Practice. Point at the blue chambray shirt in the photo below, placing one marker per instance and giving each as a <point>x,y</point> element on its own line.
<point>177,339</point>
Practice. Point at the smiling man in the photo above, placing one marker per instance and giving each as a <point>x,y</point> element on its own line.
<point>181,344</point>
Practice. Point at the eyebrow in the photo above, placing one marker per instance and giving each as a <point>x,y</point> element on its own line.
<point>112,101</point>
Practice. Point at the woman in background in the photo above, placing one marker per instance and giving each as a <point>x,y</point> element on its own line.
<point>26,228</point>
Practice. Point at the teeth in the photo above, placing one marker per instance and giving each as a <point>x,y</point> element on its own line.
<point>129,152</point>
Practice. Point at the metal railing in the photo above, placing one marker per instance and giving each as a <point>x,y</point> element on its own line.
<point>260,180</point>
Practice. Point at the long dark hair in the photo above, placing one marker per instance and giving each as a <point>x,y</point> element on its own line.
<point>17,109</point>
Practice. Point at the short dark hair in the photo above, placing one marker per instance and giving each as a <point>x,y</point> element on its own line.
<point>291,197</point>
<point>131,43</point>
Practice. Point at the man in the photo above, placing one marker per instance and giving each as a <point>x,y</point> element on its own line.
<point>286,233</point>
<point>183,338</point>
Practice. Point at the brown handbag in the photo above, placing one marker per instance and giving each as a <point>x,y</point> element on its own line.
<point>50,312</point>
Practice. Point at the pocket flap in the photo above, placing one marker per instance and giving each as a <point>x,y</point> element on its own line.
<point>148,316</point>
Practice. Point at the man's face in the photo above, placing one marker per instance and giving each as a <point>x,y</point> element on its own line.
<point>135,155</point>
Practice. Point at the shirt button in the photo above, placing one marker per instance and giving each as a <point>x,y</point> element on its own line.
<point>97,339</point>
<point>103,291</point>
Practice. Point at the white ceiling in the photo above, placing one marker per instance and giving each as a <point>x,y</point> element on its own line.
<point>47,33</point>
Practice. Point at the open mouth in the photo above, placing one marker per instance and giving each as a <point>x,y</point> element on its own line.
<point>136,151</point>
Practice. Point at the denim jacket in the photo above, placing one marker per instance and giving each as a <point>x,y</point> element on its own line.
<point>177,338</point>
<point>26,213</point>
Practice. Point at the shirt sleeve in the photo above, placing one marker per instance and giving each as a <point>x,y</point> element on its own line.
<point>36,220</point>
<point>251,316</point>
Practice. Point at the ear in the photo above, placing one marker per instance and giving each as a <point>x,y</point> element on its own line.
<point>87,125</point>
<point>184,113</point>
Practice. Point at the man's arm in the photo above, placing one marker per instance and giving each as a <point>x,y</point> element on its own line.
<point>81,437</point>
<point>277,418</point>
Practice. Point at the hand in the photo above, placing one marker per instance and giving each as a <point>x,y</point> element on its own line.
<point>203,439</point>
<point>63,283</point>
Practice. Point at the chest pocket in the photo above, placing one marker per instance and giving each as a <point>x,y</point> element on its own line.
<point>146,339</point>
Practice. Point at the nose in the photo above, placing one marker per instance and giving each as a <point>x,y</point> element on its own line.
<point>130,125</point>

────────────────────────────────────────

What you should do
The line containing "Practice. Point at the hand" marks the start; retype it and each line after it through the end of the records above, exactly.

Exercise response
Practice. Point at the hand in the photo above, placing one marker per instance and giving each as a <point>x,y</point> element on its own line.
<point>203,439</point>
<point>63,283</point>
Practice. Point at the chest pocket in the photo above, placing one marker per instance and giving each as a <point>x,y</point> element on its own line.
<point>146,339</point>
Practice. Point at the nose in the photo above, placing one marker per instance and giving each as a <point>x,y</point> element on its own line.
<point>130,125</point>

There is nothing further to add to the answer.